Brief ::
Which rows below contain the word "hook"? Show each of them, copied in full.

(Excerpts from segmentation records)
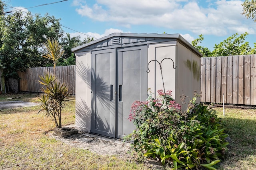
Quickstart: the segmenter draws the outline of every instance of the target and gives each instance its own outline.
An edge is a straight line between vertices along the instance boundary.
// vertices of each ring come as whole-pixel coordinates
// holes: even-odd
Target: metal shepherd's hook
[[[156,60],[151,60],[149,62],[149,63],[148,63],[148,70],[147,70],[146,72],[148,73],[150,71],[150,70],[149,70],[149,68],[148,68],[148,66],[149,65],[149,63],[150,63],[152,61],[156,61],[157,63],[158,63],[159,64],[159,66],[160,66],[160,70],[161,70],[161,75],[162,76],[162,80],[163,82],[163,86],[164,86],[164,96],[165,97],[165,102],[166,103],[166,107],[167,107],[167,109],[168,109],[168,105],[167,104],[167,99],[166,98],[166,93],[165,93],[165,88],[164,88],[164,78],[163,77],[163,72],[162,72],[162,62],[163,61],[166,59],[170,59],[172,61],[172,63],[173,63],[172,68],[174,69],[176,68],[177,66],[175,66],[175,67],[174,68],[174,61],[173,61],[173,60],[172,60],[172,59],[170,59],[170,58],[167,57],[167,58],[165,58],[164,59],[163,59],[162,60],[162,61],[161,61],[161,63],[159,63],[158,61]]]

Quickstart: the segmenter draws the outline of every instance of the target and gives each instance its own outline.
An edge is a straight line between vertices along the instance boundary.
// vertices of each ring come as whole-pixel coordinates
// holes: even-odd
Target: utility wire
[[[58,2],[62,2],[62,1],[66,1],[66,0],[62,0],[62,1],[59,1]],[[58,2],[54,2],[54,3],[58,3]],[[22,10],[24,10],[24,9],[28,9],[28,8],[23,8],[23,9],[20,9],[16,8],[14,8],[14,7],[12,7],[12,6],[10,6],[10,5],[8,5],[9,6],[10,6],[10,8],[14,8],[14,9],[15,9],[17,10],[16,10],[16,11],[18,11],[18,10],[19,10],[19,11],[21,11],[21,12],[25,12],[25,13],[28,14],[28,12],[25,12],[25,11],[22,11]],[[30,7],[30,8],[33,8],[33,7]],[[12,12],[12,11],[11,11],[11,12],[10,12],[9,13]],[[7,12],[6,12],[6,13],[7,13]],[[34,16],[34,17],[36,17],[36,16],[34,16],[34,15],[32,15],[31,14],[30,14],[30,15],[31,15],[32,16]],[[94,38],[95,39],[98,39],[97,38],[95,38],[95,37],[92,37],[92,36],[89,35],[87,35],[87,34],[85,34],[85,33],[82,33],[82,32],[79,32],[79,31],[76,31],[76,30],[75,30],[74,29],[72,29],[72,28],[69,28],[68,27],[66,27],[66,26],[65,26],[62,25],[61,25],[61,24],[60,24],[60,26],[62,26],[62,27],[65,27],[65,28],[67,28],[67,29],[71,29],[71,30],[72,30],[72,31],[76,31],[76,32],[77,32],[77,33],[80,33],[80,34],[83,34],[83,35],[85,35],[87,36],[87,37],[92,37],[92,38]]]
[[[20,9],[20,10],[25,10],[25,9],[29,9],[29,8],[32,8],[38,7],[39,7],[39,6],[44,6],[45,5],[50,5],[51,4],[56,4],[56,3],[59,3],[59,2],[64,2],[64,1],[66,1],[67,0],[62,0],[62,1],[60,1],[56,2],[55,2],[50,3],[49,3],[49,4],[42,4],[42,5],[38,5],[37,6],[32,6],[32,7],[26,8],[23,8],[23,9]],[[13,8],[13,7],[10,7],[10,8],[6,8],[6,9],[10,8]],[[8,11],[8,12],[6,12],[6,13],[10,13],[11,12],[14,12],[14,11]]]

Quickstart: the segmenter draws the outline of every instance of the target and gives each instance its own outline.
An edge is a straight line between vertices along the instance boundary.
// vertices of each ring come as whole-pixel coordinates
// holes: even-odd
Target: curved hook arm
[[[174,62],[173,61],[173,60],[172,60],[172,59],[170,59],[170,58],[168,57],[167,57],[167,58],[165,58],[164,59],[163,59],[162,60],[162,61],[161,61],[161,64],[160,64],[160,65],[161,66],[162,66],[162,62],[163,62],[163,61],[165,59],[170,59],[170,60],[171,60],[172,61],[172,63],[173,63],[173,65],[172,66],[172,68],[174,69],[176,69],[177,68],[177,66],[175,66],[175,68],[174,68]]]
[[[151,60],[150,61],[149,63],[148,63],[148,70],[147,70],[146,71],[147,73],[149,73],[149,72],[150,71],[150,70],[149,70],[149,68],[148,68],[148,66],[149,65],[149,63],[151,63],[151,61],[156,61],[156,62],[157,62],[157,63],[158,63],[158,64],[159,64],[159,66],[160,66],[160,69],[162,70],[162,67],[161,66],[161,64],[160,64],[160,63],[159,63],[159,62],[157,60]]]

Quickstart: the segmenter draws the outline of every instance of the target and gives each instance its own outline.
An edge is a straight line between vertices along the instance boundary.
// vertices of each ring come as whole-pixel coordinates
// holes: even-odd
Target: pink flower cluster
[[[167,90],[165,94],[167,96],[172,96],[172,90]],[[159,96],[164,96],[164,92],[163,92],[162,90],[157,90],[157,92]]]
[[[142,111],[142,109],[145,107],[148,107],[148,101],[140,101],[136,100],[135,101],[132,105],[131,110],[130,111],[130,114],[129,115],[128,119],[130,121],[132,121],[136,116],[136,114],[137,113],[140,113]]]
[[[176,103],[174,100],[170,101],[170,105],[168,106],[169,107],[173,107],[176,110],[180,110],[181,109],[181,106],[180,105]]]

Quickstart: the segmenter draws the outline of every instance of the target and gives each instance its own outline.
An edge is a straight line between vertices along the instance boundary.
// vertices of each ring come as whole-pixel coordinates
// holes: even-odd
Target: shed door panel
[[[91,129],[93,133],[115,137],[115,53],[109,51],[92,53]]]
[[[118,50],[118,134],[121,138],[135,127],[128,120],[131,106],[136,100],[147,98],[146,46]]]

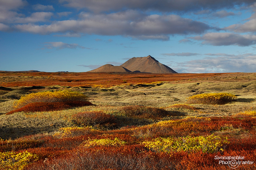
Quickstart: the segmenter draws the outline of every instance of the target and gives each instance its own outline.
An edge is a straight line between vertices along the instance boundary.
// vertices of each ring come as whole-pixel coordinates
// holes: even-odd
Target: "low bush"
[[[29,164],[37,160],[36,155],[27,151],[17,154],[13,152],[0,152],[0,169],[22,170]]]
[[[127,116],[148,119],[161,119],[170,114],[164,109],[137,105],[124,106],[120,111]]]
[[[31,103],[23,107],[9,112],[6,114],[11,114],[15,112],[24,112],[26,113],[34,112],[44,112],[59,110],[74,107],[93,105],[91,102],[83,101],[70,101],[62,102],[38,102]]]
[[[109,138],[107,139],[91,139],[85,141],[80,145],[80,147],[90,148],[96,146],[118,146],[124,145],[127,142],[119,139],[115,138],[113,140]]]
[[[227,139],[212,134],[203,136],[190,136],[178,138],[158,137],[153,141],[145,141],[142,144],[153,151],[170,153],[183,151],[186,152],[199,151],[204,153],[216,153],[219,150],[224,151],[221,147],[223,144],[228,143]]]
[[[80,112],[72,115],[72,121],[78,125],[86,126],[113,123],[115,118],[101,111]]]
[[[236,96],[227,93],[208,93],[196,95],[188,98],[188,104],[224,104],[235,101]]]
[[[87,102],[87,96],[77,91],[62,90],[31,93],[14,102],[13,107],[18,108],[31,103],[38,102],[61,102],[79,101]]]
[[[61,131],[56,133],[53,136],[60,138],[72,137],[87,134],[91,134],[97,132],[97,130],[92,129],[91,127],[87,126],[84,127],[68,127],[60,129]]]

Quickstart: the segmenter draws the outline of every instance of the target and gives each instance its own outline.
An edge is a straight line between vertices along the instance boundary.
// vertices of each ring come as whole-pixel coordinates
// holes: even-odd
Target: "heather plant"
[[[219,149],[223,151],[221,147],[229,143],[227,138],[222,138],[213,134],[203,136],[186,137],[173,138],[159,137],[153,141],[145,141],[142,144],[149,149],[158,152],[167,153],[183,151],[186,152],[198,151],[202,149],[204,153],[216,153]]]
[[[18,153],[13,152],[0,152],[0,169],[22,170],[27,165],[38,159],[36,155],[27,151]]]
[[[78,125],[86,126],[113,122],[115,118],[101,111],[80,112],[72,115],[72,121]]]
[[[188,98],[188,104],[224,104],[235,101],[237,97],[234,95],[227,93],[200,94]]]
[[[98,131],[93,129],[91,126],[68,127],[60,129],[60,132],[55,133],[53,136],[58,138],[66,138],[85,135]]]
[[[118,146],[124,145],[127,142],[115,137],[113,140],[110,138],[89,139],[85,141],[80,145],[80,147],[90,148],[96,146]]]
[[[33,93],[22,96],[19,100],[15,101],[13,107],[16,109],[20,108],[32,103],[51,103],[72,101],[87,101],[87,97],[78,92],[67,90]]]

Task response ::
Target: metal shepherd's hook
Target: curved hook arm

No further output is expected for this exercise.